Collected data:
· · · · ·
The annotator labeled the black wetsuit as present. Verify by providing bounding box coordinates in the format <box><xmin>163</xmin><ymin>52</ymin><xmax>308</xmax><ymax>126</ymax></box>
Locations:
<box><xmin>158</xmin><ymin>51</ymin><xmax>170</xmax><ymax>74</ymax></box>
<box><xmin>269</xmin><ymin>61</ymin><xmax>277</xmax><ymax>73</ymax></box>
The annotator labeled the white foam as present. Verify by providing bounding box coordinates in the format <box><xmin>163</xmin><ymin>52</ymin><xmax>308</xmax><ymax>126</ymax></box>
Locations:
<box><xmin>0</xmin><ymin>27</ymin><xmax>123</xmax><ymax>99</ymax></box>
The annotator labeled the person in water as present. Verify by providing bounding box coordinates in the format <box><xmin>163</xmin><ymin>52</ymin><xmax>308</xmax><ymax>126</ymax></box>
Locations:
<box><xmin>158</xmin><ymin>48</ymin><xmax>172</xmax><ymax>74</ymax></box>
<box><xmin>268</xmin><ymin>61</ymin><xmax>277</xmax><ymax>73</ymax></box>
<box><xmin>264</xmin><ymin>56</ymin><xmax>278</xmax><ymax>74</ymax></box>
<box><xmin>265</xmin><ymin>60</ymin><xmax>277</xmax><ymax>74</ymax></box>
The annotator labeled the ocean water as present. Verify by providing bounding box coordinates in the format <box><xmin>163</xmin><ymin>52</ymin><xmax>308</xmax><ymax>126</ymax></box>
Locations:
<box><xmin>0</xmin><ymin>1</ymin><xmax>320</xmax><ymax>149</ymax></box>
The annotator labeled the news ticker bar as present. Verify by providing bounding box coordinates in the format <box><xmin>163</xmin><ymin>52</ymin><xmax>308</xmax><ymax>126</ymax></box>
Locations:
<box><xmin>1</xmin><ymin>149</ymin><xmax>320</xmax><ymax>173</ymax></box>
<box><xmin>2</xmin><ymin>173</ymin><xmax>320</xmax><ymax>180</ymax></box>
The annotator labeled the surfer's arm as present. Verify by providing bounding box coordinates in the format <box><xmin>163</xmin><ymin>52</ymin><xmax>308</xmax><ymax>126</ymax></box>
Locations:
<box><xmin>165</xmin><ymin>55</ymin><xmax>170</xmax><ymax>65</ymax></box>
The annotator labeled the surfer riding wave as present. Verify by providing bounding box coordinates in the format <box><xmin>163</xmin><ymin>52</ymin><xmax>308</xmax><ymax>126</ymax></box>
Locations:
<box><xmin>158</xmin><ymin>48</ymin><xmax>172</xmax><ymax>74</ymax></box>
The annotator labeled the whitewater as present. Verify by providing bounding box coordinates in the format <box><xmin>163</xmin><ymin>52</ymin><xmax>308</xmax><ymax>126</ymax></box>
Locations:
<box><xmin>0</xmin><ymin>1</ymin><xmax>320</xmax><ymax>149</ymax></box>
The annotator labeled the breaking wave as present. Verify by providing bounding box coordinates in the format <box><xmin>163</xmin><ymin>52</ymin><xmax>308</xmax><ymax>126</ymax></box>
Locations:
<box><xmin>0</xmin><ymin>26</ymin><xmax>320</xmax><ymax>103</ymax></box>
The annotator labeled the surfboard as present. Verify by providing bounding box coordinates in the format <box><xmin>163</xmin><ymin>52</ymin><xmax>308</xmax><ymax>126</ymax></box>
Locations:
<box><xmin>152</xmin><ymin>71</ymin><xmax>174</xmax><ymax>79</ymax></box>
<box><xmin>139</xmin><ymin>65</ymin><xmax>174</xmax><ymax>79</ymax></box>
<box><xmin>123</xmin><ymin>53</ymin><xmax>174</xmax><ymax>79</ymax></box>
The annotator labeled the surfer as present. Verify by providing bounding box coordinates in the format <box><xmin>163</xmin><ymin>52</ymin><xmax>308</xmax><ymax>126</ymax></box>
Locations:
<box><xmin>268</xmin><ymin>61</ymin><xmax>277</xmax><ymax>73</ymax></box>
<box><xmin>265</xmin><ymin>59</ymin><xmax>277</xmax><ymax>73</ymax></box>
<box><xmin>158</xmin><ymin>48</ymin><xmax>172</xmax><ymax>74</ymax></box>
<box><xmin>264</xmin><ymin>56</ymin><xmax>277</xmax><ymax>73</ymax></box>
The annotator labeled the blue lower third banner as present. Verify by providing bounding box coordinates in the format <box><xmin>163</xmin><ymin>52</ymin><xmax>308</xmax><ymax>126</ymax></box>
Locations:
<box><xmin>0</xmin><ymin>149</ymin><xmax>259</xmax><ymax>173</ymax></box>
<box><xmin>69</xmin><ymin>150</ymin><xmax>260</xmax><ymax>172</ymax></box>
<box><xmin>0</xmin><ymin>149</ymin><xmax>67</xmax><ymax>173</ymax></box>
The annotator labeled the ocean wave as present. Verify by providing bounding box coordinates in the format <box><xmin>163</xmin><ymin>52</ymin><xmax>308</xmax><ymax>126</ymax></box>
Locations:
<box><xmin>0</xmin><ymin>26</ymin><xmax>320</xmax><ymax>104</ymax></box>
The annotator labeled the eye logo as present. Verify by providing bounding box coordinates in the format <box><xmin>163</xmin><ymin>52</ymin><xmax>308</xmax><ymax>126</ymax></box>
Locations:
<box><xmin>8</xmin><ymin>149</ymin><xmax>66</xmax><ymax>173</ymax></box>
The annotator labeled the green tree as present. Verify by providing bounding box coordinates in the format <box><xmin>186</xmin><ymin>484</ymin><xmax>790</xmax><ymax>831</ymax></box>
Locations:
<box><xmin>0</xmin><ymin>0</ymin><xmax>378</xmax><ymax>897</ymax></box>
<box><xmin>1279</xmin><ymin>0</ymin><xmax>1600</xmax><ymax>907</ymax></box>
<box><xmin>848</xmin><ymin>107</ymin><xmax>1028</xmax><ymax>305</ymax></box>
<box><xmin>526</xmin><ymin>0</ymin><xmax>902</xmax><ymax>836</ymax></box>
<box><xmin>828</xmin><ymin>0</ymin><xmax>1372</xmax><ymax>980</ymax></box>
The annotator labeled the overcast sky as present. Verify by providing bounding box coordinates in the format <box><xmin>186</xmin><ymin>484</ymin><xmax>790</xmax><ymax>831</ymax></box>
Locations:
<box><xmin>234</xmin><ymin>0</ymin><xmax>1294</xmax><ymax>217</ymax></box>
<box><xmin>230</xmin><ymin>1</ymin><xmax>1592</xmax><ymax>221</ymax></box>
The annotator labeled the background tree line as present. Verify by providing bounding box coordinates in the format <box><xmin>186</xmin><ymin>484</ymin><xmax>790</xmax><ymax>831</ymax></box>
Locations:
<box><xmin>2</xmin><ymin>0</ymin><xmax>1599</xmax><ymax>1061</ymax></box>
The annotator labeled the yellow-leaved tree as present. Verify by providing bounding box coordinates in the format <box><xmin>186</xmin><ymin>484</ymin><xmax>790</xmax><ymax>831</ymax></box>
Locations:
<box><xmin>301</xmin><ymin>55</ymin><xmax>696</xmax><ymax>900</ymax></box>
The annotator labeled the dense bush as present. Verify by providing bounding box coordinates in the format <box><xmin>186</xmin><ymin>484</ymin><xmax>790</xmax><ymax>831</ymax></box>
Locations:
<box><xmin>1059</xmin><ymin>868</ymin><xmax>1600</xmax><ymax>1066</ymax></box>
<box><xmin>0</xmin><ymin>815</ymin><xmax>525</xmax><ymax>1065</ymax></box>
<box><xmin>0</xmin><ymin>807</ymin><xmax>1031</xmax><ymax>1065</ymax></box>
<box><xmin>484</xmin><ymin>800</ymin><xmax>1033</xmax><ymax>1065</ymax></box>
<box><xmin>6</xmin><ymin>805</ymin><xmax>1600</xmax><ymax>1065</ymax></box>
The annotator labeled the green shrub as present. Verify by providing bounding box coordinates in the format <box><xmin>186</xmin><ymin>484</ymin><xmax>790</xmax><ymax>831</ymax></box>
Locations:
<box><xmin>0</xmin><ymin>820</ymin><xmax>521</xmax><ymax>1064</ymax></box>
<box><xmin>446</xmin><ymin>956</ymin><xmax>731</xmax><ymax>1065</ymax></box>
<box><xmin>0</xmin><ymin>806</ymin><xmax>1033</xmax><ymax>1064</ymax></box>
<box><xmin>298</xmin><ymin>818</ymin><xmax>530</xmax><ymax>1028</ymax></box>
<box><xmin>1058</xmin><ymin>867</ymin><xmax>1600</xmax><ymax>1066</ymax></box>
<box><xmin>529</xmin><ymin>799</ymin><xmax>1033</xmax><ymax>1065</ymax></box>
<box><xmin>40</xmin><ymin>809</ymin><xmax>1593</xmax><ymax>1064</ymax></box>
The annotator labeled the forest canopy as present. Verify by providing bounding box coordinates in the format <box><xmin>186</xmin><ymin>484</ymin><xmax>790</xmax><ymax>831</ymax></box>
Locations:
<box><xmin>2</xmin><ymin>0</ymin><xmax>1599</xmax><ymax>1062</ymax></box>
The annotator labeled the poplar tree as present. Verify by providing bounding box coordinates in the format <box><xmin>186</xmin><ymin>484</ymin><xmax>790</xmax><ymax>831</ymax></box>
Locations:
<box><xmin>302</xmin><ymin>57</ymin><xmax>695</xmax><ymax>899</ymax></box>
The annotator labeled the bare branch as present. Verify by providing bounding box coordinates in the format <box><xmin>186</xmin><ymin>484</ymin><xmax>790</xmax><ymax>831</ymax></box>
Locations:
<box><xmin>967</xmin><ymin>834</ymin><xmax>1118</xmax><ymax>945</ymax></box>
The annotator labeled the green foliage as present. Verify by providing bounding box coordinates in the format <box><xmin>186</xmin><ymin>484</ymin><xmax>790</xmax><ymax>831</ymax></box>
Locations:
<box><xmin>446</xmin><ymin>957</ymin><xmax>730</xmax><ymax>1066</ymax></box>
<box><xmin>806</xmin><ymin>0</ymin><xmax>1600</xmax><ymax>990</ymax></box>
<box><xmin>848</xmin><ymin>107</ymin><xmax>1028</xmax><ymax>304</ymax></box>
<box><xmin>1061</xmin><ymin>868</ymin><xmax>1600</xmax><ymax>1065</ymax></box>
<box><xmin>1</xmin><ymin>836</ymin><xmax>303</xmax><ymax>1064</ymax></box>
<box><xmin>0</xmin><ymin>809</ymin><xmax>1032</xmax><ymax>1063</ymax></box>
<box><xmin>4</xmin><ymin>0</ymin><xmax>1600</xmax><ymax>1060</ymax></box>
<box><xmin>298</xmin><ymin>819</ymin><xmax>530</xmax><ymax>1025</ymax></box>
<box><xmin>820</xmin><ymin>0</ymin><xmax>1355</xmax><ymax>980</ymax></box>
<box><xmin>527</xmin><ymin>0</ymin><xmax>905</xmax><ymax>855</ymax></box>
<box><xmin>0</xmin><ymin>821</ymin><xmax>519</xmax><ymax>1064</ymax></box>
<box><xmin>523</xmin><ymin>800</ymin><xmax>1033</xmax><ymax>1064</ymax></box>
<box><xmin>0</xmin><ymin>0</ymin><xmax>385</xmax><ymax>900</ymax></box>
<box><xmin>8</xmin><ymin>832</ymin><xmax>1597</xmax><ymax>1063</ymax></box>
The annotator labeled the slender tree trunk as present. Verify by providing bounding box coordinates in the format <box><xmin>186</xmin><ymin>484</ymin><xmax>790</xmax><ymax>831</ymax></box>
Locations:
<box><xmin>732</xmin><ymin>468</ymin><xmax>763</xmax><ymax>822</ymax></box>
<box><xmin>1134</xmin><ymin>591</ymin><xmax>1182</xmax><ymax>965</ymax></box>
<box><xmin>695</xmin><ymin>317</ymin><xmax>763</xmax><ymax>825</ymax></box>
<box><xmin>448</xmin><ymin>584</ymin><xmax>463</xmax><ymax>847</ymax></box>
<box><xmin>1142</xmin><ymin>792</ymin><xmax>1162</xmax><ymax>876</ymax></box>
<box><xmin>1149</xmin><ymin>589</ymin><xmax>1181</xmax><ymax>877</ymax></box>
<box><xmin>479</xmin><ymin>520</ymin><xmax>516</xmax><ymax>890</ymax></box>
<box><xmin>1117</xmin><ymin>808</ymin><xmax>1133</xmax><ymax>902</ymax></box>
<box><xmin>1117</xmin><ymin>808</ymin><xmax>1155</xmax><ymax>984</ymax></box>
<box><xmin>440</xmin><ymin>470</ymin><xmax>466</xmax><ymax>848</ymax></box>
· · · · ·
◆ Exercise instructions ◆
Using the data above, restate word for word the lines from its opening line through the line that contains "The annotator labeled the white foam", and no more.

◆ Your response ◆
The annotator labeled the black wetsuit as present. Verify by providing bounding box coordinates in the format <box><xmin>163</xmin><ymin>52</ymin><xmax>308</xmax><ymax>126</ymax></box>
Locations:
<box><xmin>158</xmin><ymin>51</ymin><xmax>170</xmax><ymax>74</ymax></box>
<box><xmin>269</xmin><ymin>61</ymin><xmax>277</xmax><ymax>73</ymax></box>
The annotator labeled the white foam as present. Verify by providing bounding box coordinates in the format <box><xmin>163</xmin><ymin>52</ymin><xmax>308</xmax><ymax>126</ymax></box>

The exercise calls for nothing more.